* _Requirement_: Everything from the line containing "# test: locate points for every instance of the plain" down to the last line of the entries below must be transcribed exactly, and nothing else.

====== Data for the task

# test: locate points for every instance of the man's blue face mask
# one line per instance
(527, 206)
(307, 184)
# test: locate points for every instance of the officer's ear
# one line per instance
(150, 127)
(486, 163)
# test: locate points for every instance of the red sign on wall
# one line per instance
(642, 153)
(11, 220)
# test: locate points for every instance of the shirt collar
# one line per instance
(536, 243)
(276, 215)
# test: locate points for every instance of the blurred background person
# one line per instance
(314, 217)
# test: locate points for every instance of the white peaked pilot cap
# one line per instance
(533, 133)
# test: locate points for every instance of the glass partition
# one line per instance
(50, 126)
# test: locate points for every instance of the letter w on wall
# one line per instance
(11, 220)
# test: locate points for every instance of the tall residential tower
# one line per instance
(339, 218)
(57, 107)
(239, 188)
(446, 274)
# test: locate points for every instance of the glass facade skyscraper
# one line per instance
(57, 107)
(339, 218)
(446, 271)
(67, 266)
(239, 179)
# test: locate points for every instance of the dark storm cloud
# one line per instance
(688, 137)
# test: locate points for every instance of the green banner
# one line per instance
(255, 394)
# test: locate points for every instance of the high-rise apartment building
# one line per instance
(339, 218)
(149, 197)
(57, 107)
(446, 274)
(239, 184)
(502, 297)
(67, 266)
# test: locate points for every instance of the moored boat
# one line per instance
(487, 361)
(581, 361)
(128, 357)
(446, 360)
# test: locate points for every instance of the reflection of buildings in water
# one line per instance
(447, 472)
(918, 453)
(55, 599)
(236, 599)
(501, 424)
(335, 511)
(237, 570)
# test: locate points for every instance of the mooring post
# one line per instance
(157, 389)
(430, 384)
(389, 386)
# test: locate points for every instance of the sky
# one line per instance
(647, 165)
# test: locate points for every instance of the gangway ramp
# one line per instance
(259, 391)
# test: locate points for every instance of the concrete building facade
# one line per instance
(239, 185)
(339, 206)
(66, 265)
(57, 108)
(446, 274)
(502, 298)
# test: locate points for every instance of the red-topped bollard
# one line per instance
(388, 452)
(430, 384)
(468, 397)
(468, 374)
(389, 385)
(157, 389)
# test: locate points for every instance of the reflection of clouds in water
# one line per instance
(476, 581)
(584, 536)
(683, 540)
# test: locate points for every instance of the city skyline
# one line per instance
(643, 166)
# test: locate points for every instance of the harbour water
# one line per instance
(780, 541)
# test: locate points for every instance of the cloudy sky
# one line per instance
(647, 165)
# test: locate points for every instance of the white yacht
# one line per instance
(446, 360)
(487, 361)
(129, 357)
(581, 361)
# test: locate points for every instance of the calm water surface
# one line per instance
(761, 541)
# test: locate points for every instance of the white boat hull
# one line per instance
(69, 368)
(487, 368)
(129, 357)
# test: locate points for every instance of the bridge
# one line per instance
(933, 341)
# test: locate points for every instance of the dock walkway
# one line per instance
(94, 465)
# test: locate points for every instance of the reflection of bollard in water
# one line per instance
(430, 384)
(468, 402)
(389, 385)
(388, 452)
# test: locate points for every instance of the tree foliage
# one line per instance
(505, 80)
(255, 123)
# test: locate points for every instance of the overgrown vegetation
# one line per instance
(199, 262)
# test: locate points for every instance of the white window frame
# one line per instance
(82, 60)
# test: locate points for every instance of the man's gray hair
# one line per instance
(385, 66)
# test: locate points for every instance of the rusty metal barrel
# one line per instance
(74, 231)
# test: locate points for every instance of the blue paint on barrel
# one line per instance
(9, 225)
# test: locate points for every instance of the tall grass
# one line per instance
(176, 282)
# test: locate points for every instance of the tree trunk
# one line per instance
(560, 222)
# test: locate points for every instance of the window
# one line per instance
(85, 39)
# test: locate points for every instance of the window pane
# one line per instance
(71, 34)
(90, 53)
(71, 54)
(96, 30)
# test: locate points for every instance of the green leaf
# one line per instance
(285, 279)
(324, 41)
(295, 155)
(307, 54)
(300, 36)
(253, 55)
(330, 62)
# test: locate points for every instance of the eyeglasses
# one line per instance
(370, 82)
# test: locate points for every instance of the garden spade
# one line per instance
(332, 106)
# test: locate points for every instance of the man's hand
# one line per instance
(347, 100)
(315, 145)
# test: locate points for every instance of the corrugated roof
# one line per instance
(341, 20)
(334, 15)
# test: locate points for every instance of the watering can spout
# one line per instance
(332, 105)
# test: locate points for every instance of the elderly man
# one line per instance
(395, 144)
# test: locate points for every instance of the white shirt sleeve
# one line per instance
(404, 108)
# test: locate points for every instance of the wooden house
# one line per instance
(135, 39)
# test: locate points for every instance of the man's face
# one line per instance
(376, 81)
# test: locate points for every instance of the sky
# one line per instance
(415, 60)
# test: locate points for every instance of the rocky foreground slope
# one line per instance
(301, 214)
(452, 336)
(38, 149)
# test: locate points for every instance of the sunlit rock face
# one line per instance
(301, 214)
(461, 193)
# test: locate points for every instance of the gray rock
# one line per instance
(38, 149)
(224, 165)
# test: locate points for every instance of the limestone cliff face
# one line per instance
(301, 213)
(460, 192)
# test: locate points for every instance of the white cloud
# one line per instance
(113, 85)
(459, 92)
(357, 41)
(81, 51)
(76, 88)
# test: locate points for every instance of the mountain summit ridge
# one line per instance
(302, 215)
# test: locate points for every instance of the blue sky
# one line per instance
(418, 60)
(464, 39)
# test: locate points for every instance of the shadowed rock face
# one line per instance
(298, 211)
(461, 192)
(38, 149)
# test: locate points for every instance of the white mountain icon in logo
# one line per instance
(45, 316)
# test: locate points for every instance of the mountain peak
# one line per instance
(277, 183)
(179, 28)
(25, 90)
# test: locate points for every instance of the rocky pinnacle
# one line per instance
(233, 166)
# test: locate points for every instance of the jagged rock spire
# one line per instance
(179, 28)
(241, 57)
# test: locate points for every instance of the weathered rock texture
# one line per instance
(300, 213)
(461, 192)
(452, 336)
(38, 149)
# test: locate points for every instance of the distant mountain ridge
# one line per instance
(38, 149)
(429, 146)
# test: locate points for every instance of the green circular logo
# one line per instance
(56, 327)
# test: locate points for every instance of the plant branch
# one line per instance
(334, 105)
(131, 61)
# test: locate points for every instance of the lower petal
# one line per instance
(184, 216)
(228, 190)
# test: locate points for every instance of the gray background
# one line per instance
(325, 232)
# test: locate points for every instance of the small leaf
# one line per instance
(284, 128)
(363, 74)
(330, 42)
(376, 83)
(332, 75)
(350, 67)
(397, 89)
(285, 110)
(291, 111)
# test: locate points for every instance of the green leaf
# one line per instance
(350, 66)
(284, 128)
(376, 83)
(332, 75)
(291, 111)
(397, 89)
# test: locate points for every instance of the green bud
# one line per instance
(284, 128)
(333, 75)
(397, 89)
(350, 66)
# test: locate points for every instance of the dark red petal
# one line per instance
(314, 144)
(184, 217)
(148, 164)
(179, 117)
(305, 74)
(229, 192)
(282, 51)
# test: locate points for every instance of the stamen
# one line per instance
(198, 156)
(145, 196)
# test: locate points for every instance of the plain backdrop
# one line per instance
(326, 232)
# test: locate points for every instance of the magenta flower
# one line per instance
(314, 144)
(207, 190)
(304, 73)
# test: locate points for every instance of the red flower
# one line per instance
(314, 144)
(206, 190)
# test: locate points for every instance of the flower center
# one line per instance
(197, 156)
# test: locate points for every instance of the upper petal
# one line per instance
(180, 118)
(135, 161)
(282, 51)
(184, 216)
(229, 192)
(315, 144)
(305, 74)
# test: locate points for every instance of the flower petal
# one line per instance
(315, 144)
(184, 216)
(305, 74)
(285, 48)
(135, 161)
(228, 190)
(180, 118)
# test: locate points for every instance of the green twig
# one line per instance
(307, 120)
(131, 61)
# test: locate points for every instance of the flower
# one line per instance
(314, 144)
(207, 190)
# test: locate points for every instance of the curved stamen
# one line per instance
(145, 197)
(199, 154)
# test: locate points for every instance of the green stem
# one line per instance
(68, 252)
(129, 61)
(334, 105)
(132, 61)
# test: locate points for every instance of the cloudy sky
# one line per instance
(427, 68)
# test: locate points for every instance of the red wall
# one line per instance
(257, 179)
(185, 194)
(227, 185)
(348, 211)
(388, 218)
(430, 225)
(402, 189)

============

* _Written solution_:
# test: locate points for every instance of the plain backdrop
# one line per instance
(326, 232)
# test: locate points for every instance of the magenta flower
# one line per instance
(314, 144)
(207, 190)
(304, 73)
# test: locate points for every instance of the red flower
# one line per instance
(314, 144)
(206, 190)
# test: locate points for every instance of the flower center
# one line per instance
(197, 156)
# test: locate points for every instance of the upper petal
# one line per instance
(180, 118)
(135, 161)
(282, 51)
(184, 216)
(229, 192)
(315, 144)
(305, 74)
# test: locate points for every instance of the flower petal
# one line per instance
(315, 144)
(184, 216)
(305, 74)
(285, 48)
(135, 161)
(228, 190)
(180, 118)
# test: locate points for every instance of the green twig
# one line per instance
(307, 120)
(131, 61)
# test: locate points for every instance of the flower
# one line per instance
(314, 144)
(207, 190)
# test: locate points for every instance of the curved stamen
# one line per instance
(145, 197)
(199, 154)
# test: locate points for every instance of the green stem
# one line per instance
(68, 252)
(129, 61)
(334, 105)
(132, 61)
# test: locate points for every instance of the cloudy sky
# one line per instance
(427, 68)
# test: locate points for every instance of the red wall
# one line per instance
(257, 179)
(185, 194)
(227, 185)
(348, 211)
(388, 218)
(430, 225)
(402, 189)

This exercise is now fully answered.